#### Travail à réaliser:
Réécrivez les lignes situées entre celle qui contient « segment: tree trunk » et celle qui contient « 141], [179, 141]] », bornes incluses, en substituant « coordinate pairs » à « vertex pairs » sans modifier quoi que ce soit d'autre.

+ + +

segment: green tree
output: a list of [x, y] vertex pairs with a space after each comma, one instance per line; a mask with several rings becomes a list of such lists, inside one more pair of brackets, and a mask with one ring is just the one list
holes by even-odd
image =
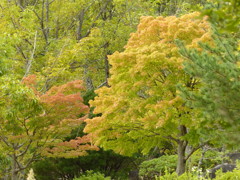
[[214, 46], [201, 44], [202, 52], [181, 49], [187, 59], [185, 71], [201, 83], [195, 91], [182, 89], [182, 96], [189, 107], [199, 110], [209, 124], [208, 130], [221, 134], [217, 138], [227, 135], [225, 144], [235, 144], [240, 119], [240, 53], [234, 39], [219, 34], [215, 34], [214, 39]]
[[[185, 171], [197, 149], [198, 119], [184, 105], [176, 84], [194, 88], [195, 82], [182, 69], [174, 39], [188, 47], [211, 41], [209, 24], [196, 16], [142, 18], [125, 51], [109, 56], [110, 87], [97, 90], [90, 102], [102, 116], [87, 120], [85, 128], [97, 145], [131, 155], [172, 141], [178, 147], [177, 172]], [[190, 142], [195, 148], [186, 154]]]

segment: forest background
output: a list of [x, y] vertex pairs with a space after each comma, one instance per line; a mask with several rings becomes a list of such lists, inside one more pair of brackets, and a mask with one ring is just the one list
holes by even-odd
[[238, 0], [2, 0], [1, 178], [199, 177], [238, 152], [239, 12]]

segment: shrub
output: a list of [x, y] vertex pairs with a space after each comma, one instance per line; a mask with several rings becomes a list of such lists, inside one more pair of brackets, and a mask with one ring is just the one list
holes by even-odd
[[104, 174], [99, 172], [87, 171], [86, 174], [75, 178], [74, 180], [111, 180], [110, 177], [105, 177]]
[[156, 159], [144, 161], [140, 165], [139, 175], [144, 179], [154, 179], [154, 176], [164, 174], [167, 169], [173, 172], [177, 166], [177, 155], [164, 155]]

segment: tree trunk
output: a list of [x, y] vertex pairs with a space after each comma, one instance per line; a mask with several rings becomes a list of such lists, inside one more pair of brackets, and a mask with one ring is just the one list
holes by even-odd
[[187, 134], [187, 128], [184, 125], [179, 125], [179, 141], [178, 141], [178, 162], [177, 162], [177, 174], [180, 176], [186, 169], [186, 147], [187, 141], [181, 140], [181, 137]]
[[17, 177], [17, 163], [16, 163], [16, 157], [15, 155], [12, 155], [12, 175], [11, 175], [11, 180], [18, 180]]
[[178, 162], [177, 162], [177, 174], [179, 176], [185, 172], [185, 167], [186, 167], [185, 150], [186, 150], [186, 146], [184, 145], [184, 141], [179, 141]]

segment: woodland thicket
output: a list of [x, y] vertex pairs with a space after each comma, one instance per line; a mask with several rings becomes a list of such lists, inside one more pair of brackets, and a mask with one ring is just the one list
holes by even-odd
[[239, 12], [238, 0], [2, 0], [0, 178], [235, 166]]

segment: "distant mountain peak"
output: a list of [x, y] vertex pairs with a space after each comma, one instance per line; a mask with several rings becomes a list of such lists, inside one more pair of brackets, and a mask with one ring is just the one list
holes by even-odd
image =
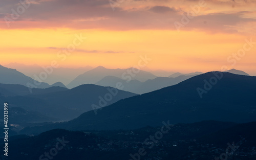
[[232, 69], [231, 69], [230, 70], [228, 70], [228, 71], [224, 71], [224, 72], [228, 72], [228, 73], [232, 73], [233, 74], [236, 74], [236, 75], [244, 75], [244, 76], [250, 76], [250, 75], [245, 73], [245, 72], [243, 71], [240, 71], [240, 70], [236, 70], [234, 68], [232, 68]]
[[103, 67], [103, 66], [99, 65], [99, 66], [96, 67], [96, 68], [95, 68], [94, 69], [100, 69], [100, 70], [102, 70], [102, 69], [106, 69], [106, 68], [105, 68], [104, 67]]
[[55, 87], [59, 86], [59, 87], [67, 88], [66, 85], [65, 85], [62, 83], [60, 82], [56, 82], [55, 83], [52, 84], [51, 86], [55, 86]]

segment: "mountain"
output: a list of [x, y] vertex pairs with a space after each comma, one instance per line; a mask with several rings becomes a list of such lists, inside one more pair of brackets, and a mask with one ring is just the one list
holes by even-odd
[[30, 88], [20, 84], [0, 83], [0, 95], [5, 96], [25, 96], [31, 94], [48, 94], [69, 90], [66, 87], [50, 87], [47, 88]]
[[[143, 159], [212, 160], [215, 157], [218, 159], [220, 155], [223, 154], [222, 153], [227, 151], [230, 153], [229, 159], [253, 160], [256, 156], [255, 125], [256, 122], [236, 124], [213, 121], [180, 123], [162, 134], [159, 133], [160, 131], [166, 128], [160, 126], [113, 131], [74, 131], [57, 129], [35, 136], [11, 137], [8, 142], [9, 149], [12, 152], [9, 158], [32, 160], [41, 156], [44, 159], [47, 152], [55, 153], [53, 147], [59, 146], [57, 148], [61, 149], [54, 159], [101, 160], [111, 156], [113, 160], [141, 157], [145, 158]], [[157, 136], [157, 133], [161, 136]], [[141, 153], [139, 151], [142, 149], [148, 154], [140, 156], [137, 153]]]
[[54, 86], [54, 87], [63, 87], [63, 88], [67, 88], [67, 87], [63, 84], [62, 83], [60, 82], [56, 82], [55, 83], [54, 83], [51, 85], [51, 86]]
[[[19, 72], [32, 78], [34, 78], [35, 75], [38, 76], [40, 73], [45, 72], [43, 67], [37, 64], [27, 65], [18, 63], [11, 63], [6, 65], [6, 66], [10, 68], [17, 69]], [[53, 84], [56, 82], [60, 81], [67, 85], [78, 75], [93, 68], [90, 66], [77, 68], [60, 67], [53, 68], [52, 74], [48, 74], [47, 78], [42, 81], [49, 84]]]
[[132, 92], [138, 94], [143, 94], [158, 90], [167, 86], [177, 84], [197, 75], [190, 76], [179, 76], [175, 78], [157, 77], [154, 79], [150, 79], [142, 82], [138, 80], [131, 80], [129, 83], [126, 81], [114, 76], [106, 76], [103, 78], [96, 84], [116, 87], [118, 83], [121, 83], [123, 85], [122, 90]]
[[[31, 87], [45, 88], [50, 86], [46, 83], [39, 83], [24, 74], [17, 71], [16, 70], [8, 68], [0, 65], [0, 83], [21, 84], [27, 86], [29, 83]], [[39, 85], [37, 85], [39, 84]]]
[[69, 88], [72, 88], [84, 84], [96, 84], [108, 76], [116, 77], [122, 79], [126, 82], [132, 80], [137, 80], [144, 82], [147, 80], [153, 79], [157, 77], [152, 73], [138, 70], [135, 68], [125, 70], [107, 69], [99, 66], [78, 76], [67, 86]]
[[169, 77], [176, 78], [180, 76], [191, 76], [191, 75], [199, 75], [203, 74], [202, 72], [196, 72], [194, 73], [190, 73], [186, 74], [183, 74], [179, 72], [174, 73], [169, 76]]
[[[51, 122], [57, 119], [49, 118], [40, 113], [31, 110], [26, 110], [19, 107], [8, 108], [8, 123], [22, 125], [27, 123], [42, 123]], [[4, 112], [4, 109], [0, 110]], [[1, 116], [1, 120], [4, 120], [4, 116]]]
[[94, 109], [93, 104], [93, 107], [103, 107], [120, 100], [137, 95], [111, 87], [93, 84], [82, 85], [72, 89], [60, 87], [45, 89], [50, 88], [63, 89], [58, 92], [45, 93], [43, 90], [41, 90], [41, 94], [37, 91], [37, 94], [23, 96], [0, 97], [0, 103], [8, 102], [10, 107], [20, 107], [38, 112], [49, 117], [54, 117], [61, 121], [67, 121]]
[[97, 116], [91, 111], [66, 123], [34, 128], [40, 131], [54, 128], [130, 129], [159, 126], [167, 120], [172, 124], [204, 120], [255, 121], [255, 82], [256, 77], [209, 72], [120, 100], [103, 108]]
[[244, 75], [244, 76], [250, 76], [248, 74], [242, 71], [237, 70], [236, 69], [231, 69], [230, 70], [224, 71], [225, 72], [231, 73], [236, 75]]

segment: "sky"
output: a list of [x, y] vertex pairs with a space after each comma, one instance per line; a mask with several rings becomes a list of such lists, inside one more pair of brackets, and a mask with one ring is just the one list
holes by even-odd
[[0, 64], [256, 76], [256, 1], [1, 0]]

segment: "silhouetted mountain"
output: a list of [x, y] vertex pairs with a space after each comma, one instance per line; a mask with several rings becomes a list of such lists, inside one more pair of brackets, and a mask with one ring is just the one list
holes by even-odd
[[236, 75], [240, 75], [249, 76], [250, 76], [248, 74], [247, 74], [246, 73], [244, 72], [244, 71], [237, 70], [236, 69], [231, 69], [231, 70], [226, 71], [224, 72], [231, 73], [232, 73], [232, 74], [234, 74]]
[[[44, 158], [47, 156], [46, 153], [54, 150], [53, 147], [59, 146], [61, 150], [54, 159], [101, 160], [109, 156], [113, 160], [133, 159], [131, 155], [136, 155], [140, 148], [147, 153], [140, 156], [144, 159], [211, 160], [223, 152], [232, 151], [233, 154], [228, 154], [229, 159], [253, 160], [256, 155], [255, 125], [255, 122], [237, 124], [212, 121], [177, 124], [157, 141], [149, 138], [154, 138], [160, 132], [160, 126], [83, 132], [54, 129], [36, 136], [10, 138], [9, 157], [27, 160]], [[228, 142], [232, 146], [227, 144]], [[228, 147], [230, 148], [226, 150]]]
[[54, 84], [53, 84], [51, 85], [51, 86], [55, 86], [55, 87], [63, 87], [63, 88], [67, 88], [67, 87], [64, 85], [62, 83], [60, 82], [56, 82]]
[[[45, 89], [50, 88], [54, 89], [55, 88]], [[92, 105], [93, 104], [98, 107], [104, 107], [121, 99], [137, 95], [94, 84], [82, 85], [70, 90], [61, 88], [64, 88], [64, 90], [46, 94], [42, 90], [40, 94], [8, 97], [4, 99], [0, 97], [0, 103], [7, 102], [10, 107], [18, 107], [36, 111], [49, 117], [63, 121], [73, 119], [85, 111], [93, 110]]]
[[177, 84], [196, 75], [183, 75], [176, 78], [159, 77], [152, 80], [148, 80], [144, 82], [138, 80], [131, 80], [129, 83], [121, 78], [114, 76], [106, 76], [96, 83], [96, 84], [104, 86], [116, 87], [117, 84], [121, 82], [124, 86], [122, 90], [138, 94], [143, 94]]
[[169, 76], [169, 77], [175, 78], [180, 76], [192, 76], [192, 75], [199, 75], [203, 74], [202, 72], [196, 72], [194, 73], [188, 73], [186, 74], [183, 74], [179, 72], [174, 73], [172, 75]]
[[[16, 70], [8, 68], [1, 65], [0, 65], [0, 75], [1, 75], [0, 83], [22, 84], [27, 86], [27, 83], [29, 83], [31, 84], [29, 85], [31, 87], [36, 87], [39, 88], [45, 88], [50, 87], [50, 85], [48, 83], [39, 83]], [[39, 85], [35, 85], [35, 83], [39, 84]]]
[[[37, 64], [27, 65], [18, 63], [11, 63], [6, 66], [10, 68], [16, 69], [18, 71], [32, 78], [34, 78], [35, 75], [38, 76], [40, 73], [45, 72], [43, 67]], [[49, 84], [60, 81], [67, 85], [78, 75], [93, 68], [90, 66], [78, 68], [53, 68], [52, 73], [48, 74], [47, 78], [43, 80], [42, 81]]]
[[[209, 83], [206, 81], [216, 84], [209, 89], [211, 86], [205, 84]], [[175, 85], [120, 100], [103, 108], [97, 116], [94, 111], [89, 111], [68, 122], [36, 130], [129, 129], [158, 126], [168, 120], [173, 124], [203, 120], [255, 121], [255, 81], [256, 77], [209, 72]], [[199, 88], [207, 90], [202, 98]]]
[[[4, 109], [0, 110], [4, 112]], [[4, 120], [4, 116], [1, 116], [1, 120]], [[56, 121], [57, 119], [48, 117], [40, 113], [31, 110], [26, 110], [19, 107], [8, 108], [8, 123], [9, 124], [23, 125], [28, 123], [42, 123]], [[16, 126], [18, 128], [19, 126]]]
[[20, 84], [0, 83], [0, 95], [5, 96], [24, 96], [31, 94], [48, 94], [69, 90], [61, 87], [50, 87], [47, 88], [31, 88]]
[[144, 71], [138, 70], [134, 68], [128, 69], [107, 69], [99, 66], [76, 77], [67, 86], [72, 88], [84, 84], [96, 84], [104, 77], [114, 76], [128, 82], [129, 80], [137, 80], [144, 82], [148, 79], [153, 79], [156, 76]]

+ + +

#### Solution complète:
segment: tree trunk
output: a list of [x, y] coordinate pairs with a space after each comma, one instance per line; a mask with several rings becomes a list of such lists, inside one more pair of brackets, and a mask with one ring is just the one list
holes by even-odd
[[187, 134], [187, 128], [184, 125], [179, 125], [179, 141], [178, 141], [178, 162], [177, 162], [177, 174], [180, 176], [186, 169], [186, 147], [187, 141], [181, 140], [181, 137]]
[[17, 177], [17, 163], [16, 163], [16, 157], [15, 155], [12, 155], [12, 175], [11, 175], [11, 180], [18, 180]]
[[178, 162], [177, 162], [177, 174], [179, 176], [185, 172], [185, 167], [186, 167], [185, 150], [186, 150], [186, 146], [184, 145], [184, 141], [179, 141]]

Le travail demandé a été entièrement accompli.